[Items from a dataset]
----

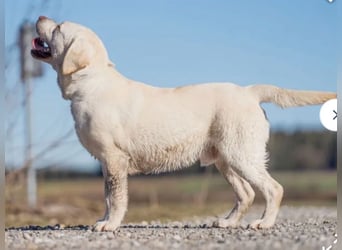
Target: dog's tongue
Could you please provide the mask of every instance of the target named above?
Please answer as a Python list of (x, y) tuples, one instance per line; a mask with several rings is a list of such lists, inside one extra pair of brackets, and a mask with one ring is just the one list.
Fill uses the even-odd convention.
[(32, 40), (32, 48), (36, 50), (43, 50), (44, 49), (44, 42), (40, 37), (34, 38)]

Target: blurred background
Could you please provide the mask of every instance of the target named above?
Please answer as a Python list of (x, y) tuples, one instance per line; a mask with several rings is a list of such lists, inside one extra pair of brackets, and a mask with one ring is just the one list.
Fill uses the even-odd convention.
[[(56, 73), (28, 55), (40, 15), (91, 28), (123, 75), (159, 87), (337, 87), (337, 8), (326, 0), (6, 1), (6, 227), (93, 224), (104, 213), (100, 165), (78, 142)], [(320, 107), (263, 106), (283, 204), (336, 206), (336, 133)], [(129, 193), (125, 222), (218, 215), (234, 202), (215, 167), (198, 164), (130, 177)]]

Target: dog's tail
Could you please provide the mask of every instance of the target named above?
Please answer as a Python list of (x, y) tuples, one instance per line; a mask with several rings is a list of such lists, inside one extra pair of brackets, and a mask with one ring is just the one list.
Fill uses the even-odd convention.
[(282, 108), (315, 105), (336, 98), (336, 93), (304, 91), (278, 88), (273, 85), (253, 85), (248, 88), (259, 98), (259, 102), (272, 102)]

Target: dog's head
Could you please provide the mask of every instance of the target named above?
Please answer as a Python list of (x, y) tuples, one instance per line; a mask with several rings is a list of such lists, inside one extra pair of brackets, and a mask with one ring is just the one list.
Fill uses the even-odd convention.
[(72, 22), (57, 24), (50, 18), (40, 16), (36, 29), (39, 37), (32, 41), (31, 55), (51, 64), (62, 75), (109, 63), (101, 40), (82, 25)]

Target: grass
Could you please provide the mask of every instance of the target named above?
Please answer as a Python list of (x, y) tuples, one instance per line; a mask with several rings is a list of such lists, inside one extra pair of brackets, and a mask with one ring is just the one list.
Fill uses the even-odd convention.
[[(275, 172), (283, 204), (336, 206), (336, 172)], [(26, 206), (24, 183), (6, 186), (6, 227), (27, 224), (93, 224), (104, 212), (102, 178), (40, 180), (38, 206)], [(218, 215), (233, 206), (232, 188), (216, 174), (129, 179), (125, 222), (181, 220)], [(257, 193), (256, 203), (263, 204)]]

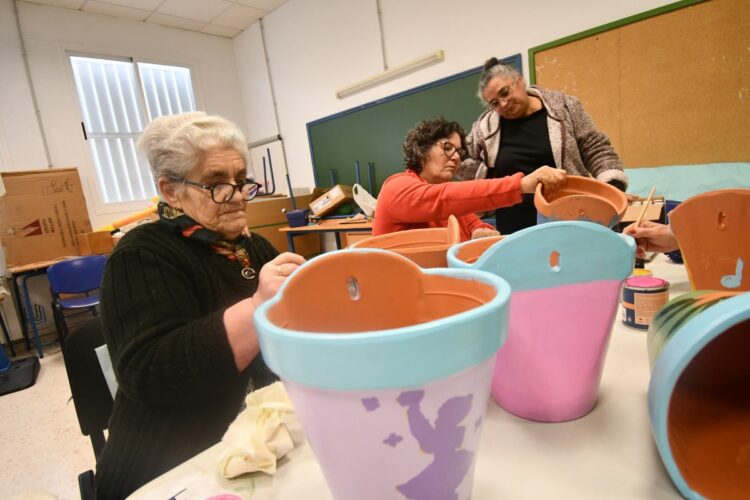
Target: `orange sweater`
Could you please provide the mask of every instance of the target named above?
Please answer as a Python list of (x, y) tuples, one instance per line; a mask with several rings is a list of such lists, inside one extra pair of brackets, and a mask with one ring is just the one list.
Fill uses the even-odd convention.
[(508, 207), (521, 201), (522, 173), (499, 179), (430, 184), (413, 170), (388, 177), (378, 195), (373, 236), (406, 229), (446, 227), (455, 215), (461, 241), (480, 227), (493, 229), (476, 212)]

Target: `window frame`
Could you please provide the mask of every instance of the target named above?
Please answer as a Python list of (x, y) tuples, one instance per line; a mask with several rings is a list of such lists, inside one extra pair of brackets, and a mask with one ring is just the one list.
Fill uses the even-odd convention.
[[(137, 86), (137, 95), (138, 95), (137, 100), (138, 100), (138, 105), (139, 105), (138, 111), (140, 113), (140, 118), (144, 127), (147, 126), (148, 123), (150, 123), (150, 120), (148, 118), (148, 105), (146, 102), (143, 81), (141, 79), (141, 74), (138, 68), (138, 63), (174, 66), (174, 67), (181, 67), (181, 68), (188, 69), (190, 71), (190, 84), (193, 90), (193, 99), (195, 102), (195, 108), (197, 110), (202, 109), (202, 99), (201, 99), (201, 95), (200, 95), (199, 88), (197, 85), (196, 69), (195, 69), (194, 64), (186, 63), (184, 61), (175, 62), (175, 61), (152, 58), (152, 57), (127, 56), (127, 55), (116, 54), (116, 53), (80, 50), (76, 48), (65, 48), (63, 49), (63, 51), (64, 51), (64, 56), (65, 56), (65, 64), (67, 65), (67, 69), (68, 69), (67, 74), (71, 82), (70, 85), (71, 85), (71, 91), (72, 91), (72, 98), (75, 102), (75, 109), (77, 112), (76, 118), (77, 118), (77, 121), (79, 122), (79, 127), (81, 127), (81, 124), (84, 124), (84, 117), (83, 117), (81, 100), (78, 95), (78, 86), (76, 82), (75, 70), (73, 68), (71, 57), (104, 59), (104, 60), (127, 62), (127, 63), (132, 64), (133, 72), (135, 74), (135, 84)], [(84, 137), (84, 133), (82, 129), (79, 132), (81, 154), (83, 155), (83, 158), (81, 160), (81, 165), (79, 166), (79, 170), (81, 170), (81, 180), (89, 188), (88, 189), (88, 192), (90, 193), (89, 206), (93, 208), (94, 210), (93, 215), (97, 216), (97, 218), (100, 216), (104, 216), (105, 218), (109, 219), (110, 217), (106, 217), (106, 216), (115, 215), (115, 214), (127, 214), (128, 212), (139, 211), (139, 210), (142, 210), (144, 207), (151, 206), (153, 204), (152, 199), (119, 201), (119, 202), (110, 202), (110, 203), (106, 203), (104, 201), (104, 193), (101, 191), (101, 188), (99, 185), (100, 179), (97, 174), (96, 160), (94, 158), (94, 153), (92, 151), (91, 144), (89, 144), (88, 134), (89, 134), (88, 129), (86, 129), (86, 137)], [(158, 196), (158, 189), (156, 191), (157, 191), (157, 196)]]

----

### What is expected
Any picture in the data is to be skipped, while each line is returned exactly as written.

### Task output
Target: dog's tongue
Could you please provide the mask of every instance of the target named above?
Please answer as a Python list of (x, y) tuples, one instance per line; a mask with several rings is a list of such lists, inside one extra pair of brackets, and a mask with one ring is just the one list.
Fill uses the even-odd convention.
[(32, 40), (32, 48), (36, 50), (43, 50), (44, 49), (44, 42), (40, 37), (34, 38)]

Target: blurred background
Could you please provide the mask of every instance of the target named above?
Please answer as a Python list of (x, y) tuples, one instance per line; a mask with several rings is a list of such lists, inside one extra pair of brackets, and a mask with one ring is just the one list.
Fill uses the even-odd convention.
[[(56, 73), (28, 55), (40, 15), (91, 28), (123, 75), (159, 87), (337, 87), (337, 8), (326, 0), (6, 1), (6, 227), (93, 224), (104, 213), (100, 165), (78, 142)], [(320, 107), (263, 106), (283, 204), (336, 206), (336, 133)], [(129, 193), (125, 222), (218, 215), (234, 202), (215, 167), (198, 164), (130, 177)]]

Target: dog's tail
Could you please provide the mask of every instance of the target named above?
Please answer as a Python list of (x, y) tuples, one instance per line; a mask with several rings is a list of such lists, inside one extra pair of brackets, and a mask with one ring is just the one list.
Fill uses the even-odd convention.
[(282, 108), (315, 105), (336, 98), (336, 93), (304, 91), (278, 88), (273, 85), (253, 85), (248, 88), (259, 98), (259, 102), (272, 102)]

Target: dog's head
Could you please provide the mask of every instance of the target named above?
Please answer as a Python list of (x, y) tuples, one instance per line; a mask with several rings is a list of such lists, inside one extra pair of brackets, and a mask with one ring is just the one list.
Fill uses the even-odd convention.
[(72, 22), (57, 24), (50, 18), (40, 16), (36, 29), (39, 37), (32, 41), (31, 55), (51, 64), (62, 75), (109, 63), (101, 40), (82, 25)]

Target: grass
Could you please provide the mask of every instance of the target named above?
Please answer as a Python list of (x, y) tuples, one instance per line; a mask with several rings is a list of such lists, inside one extra pair of brackets, and a mask with one ring is just the one list.
Fill uses the even-odd convention.
[[(275, 172), (283, 204), (336, 206), (336, 172)], [(26, 206), (24, 183), (6, 186), (6, 227), (27, 224), (93, 224), (104, 212), (102, 178), (40, 180), (38, 206)], [(218, 215), (233, 206), (232, 188), (216, 174), (129, 179), (125, 222), (181, 220)], [(257, 193), (256, 203), (263, 204)]]

Target: `orange sweater`
Could you please provide the mask of every instance of the target named above?
Please answer as a Python list of (x, y) tuples, one instance per line; a mask with several rings is a list of such lists, inside one extra pair of brackets, and a mask with one ring is just the one list.
Fill uses the even-odd convention.
[(508, 207), (521, 201), (522, 173), (499, 179), (430, 184), (413, 170), (388, 177), (378, 195), (373, 236), (406, 229), (446, 227), (455, 215), (461, 241), (480, 227), (493, 229), (476, 212)]

Target: `window frame`
Could you please provide the mask of every instance of the target named above?
Please answer as a Python list of (x, y) tuples, one instance per line; a mask with several rings is a list of such lists, inside one extra pair of brackets, and a mask with one ring is just the one list.
Fill uses the even-odd convention.
[[(137, 86), (137, 95), (138, 95), (137, 100), (138, 100), (138, 105), (139, 105), (138, 111), (140, 113), (140, 118), (144, 127), (147, 126), (148, 123), (150, 123), (150, 120), (148, 118), (148, 105), (146, 102), (143, 81), (141, 79), (141, 74), (138, 68), (138, 63), (174, 66), (174, 67), (181, 67), (181, 68), (188, 69), (190, 71), (190, 84), (193, 90), (193, 99), (195, 102), (195, 108), (197, 110), (202, 109), (202, 99), (201, 99), (201, 95), (200, 95), (199, 88), (197, 85), (196, 69), (195, 69), (194, 64), (186, 63), (184, 61), (175, 62), (175, 61), (152, 58), (152, 57), (127, 56), (127, 55), (116, 54), (116, 53), (80, 50), (76, 48), (65, 48), (63, 49), (63, 51), (64, 51), (64, 56), (65, 56), (65, 64), (67, 65), (67, 69), (68, 69), (67, 74), (71, 82), (70, 85), (71, 85), (71, 91), (72, 91), (72, 98), (75, 102), (75, 109), (77, 112), (76, 118), (77, 118), (77, 121), (79, 122), (79, 127), (81, 127), (81, 124), (84, 124), (84, 117), (83, 117), (81, 100), (78, 95), (78, 86), (76, 82), (75, 70), (73, 68), (71, 57), (104, 59), (104, 60), (127, 62), (127, 63), (132, 64), (133, 72), (135, 74), (135, 84)], [(84, 137), (84, 133), (82, 129), (79, 132), (81, 154), (83, 155), (83, 158), (81, 160), (81, 165), (79, 166), (79, 170), (81, 170), (81, 180), (89, 188), (88, 189), (88, 192), (90, 193), (89, 206), (93, 208), (94, 210), (93, 215), (97, 216), (97, 218), (100, 216), (104, 216), (105, 218), (109, 219), (110, 217), (106, 217), (106, 216), (115, 215), (115, 214), (127, 214), (128, 212), (139, 211), (139, 210), (142, 210), (144, 207), (151, 206), (153, 204), (152, 199), (119, 201), (119, 202), (110, 202), (110, 203), (106, 203), (104, 201), (104, 193), (101, 191), (101, 188), (99, 185), (100, 179), (97, 174), (96, 160), (94, 158), (94, 153), (92, 151), (91, 144), (89, 144), (88, 134), (89, 134), (88, 129), (86, 129), (86, 137)], [(158, 196), (158, 189), (156, 191), (157, 191), (157, 196)]]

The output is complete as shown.